▸ ARBEITSAUFTRÄGE:
1 > Zähle alle Dinge auf, die das Paar laut dem Lesetext für den Bau des Teiches besorgte oder herbeiholte.
2 > Gib die Datensätze unverändert wieder: Beginne bei der Zeile, die „the form [488,110].“ enthält, und höre mit dem Ende der Datensätze auf.

▸ LESETEXT:
== == ==

# mein kleiner Teich



## shambuki1 (21. Sep. 2006)

Nu, möchte ich mich kurz vorstellen, wohne im schönen Salzburg und besitze seit 2 Jahren einen Folienteich - der zuerst eigentlich ein Steingarten werden sollte. Nun. den in Eigenregie puddelten mein Mann und ich in mühevoller Arbeit unseren 1. Teich aus (lehmiger steiniger Boden) als wir endlich die erreichte Tiefe und Größe hatten - wollten wir plötzlich nicht mehr weiter machen - kurzum schütteten wir den Teich wieder zu.!! Ein paar Wochen später - wurde der Teich wieder ausgegraben - es fiel uns nichts besseres ein - schwupp di wupp waren wir wieder dort wo wir aufgehört hatten. Aber nun ging es richtig los wir fuhren wöchentlich zu einem Bach und holten uns Findlinge und kleideten damit unseren Teich aus. Es wurde Folie und das ganze Zubehör Filter und Pumpe besorgt und hatten nach einer Bauzeit von ca. 4 Wochen unseren Teich fertig. Leider sind wir aber erst später drauf gekommen - er könnte wenigstens tiefer und ein bischchen größer sein.  Nächstes  Jahr werden wir dies in Angriff nehmen - Bin schon auf euere Vorschläge gespannt.!!!!????  Zum Abschluss ein paar Bildchen
Tschüs bis bald babsy


----------



## Dodi (21. Sep. 2006)

*AW: mein kleiner Teich*

Hallo Babsy!

Erstmal ein HERZLICHES WILLKOMMEN bei den Teichfreunden!

Dein Teich gefällt mir - und: ja, er könnte größer sein!

== == ==

▸ DATENSÄTZE:
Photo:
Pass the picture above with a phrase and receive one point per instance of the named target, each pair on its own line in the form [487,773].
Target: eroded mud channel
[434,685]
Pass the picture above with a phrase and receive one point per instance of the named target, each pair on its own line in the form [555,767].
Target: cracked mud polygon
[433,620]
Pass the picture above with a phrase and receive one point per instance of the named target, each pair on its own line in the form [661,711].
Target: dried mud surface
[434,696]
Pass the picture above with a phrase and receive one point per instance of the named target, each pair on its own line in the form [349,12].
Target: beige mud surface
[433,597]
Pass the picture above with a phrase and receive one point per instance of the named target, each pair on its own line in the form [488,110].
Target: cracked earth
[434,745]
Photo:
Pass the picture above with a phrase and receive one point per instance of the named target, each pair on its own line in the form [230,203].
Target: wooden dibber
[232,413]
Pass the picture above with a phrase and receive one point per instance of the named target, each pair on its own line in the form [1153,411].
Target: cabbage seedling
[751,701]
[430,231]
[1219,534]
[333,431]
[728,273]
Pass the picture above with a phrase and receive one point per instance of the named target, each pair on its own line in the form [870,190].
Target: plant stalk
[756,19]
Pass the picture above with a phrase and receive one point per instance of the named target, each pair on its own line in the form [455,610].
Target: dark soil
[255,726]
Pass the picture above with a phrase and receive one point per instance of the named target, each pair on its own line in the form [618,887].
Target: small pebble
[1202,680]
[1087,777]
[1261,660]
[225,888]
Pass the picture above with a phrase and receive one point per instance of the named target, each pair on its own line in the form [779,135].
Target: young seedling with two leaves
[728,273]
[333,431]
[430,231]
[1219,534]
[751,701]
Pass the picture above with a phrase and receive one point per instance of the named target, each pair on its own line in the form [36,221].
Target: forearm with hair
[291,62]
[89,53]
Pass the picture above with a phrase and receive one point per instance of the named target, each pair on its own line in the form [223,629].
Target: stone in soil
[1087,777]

== == ==

▸ LÖSUNGEN:
1 >
- Findlinge (von einem Bach geholt)
- Folie
- Filter
- Pumpe

2 >
Pass the picture above with a phrase and receive one point per instance of the named target, each pair on its own line in the form [488,110].
Target: cracked earth
[434,745]
Photo:
Pass the picture above with a phrase and receive one point per instance of the named target, each pair on its own line in the form [230,203].
Target: wooden dibber
[232,413]
Pass the picture above with a phrase and receive one point per instance of the named target, each pair on its own line in the form [1153,411].
Target: cabbage seedling
[751,701]
[430,231]
[1219,534]
[333,431]
[728,273]
Pass the picture above with a phrase and receive one point per instance of the named target, each pair on its own line in the form [870,190].
Target: plant stalk
[756,19]
Pass the picture above with a phrase and receive one point per instance of the named target, each pair on its own line in the form [455,610].
Target: dark soil
[255,726]
Pass the picture above with a phrase and receive one point per instance of the named target, each pair on its own line in the form [618,887].
Target: small pebble
[1202,680]
[1087,777]
[1261,660]
[225,888]
Pass the picture above with a phrase and receive one point per instance of the named target, each pair on its own line in the form [779,135].
Target: young seedling with two leaves
[728,273]
[333,431]
[430,231]
[1219,534]
[751,701]
Pass the picture above with a phrase and receive one point per instance of the named target, each pair on its own line in the form [36,221].
Target: forearm with hair
[291,62]
[89,53]
Pass the picture above with a phrase and receive one point per instance of the named target, each pair on its own line in the form [223,629].
Target: stone in soil
[1087,777]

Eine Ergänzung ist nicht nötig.